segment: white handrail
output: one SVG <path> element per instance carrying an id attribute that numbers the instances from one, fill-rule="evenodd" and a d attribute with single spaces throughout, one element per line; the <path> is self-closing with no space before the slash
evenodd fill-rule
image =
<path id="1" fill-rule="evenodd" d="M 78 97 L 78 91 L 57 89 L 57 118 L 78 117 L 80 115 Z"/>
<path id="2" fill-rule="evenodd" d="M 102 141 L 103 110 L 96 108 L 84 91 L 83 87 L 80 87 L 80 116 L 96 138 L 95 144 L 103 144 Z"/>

DESCRIPTION OF THE TASK — Can you duplicate the lines of the material above exactly as they appear?

OUTPUT FOR THIS EXERCISE —
segment: white handrail
output: one SVG <path> element per instance carrying an id attribute that numbers the instances from one, fill-rule="evenodd" and a d attribute with single spaces throughout, one element per line; the <path> is self-closing with no space before the slash
evenodd fill-rule
image =
<path id="1" fill-rule="evenodd" d="M 78 97 L 78 91 L 57 89 L 57 118 L 78 117 L 80 115 Z"/>
<path id="2" fill-rule="evenodd" d="M 102 141 L 103 110 L 96 108 L 84 91 L 83 87 L 80 87 L 80 116 L 96 138 L 95 144 L 103 144 Z"/>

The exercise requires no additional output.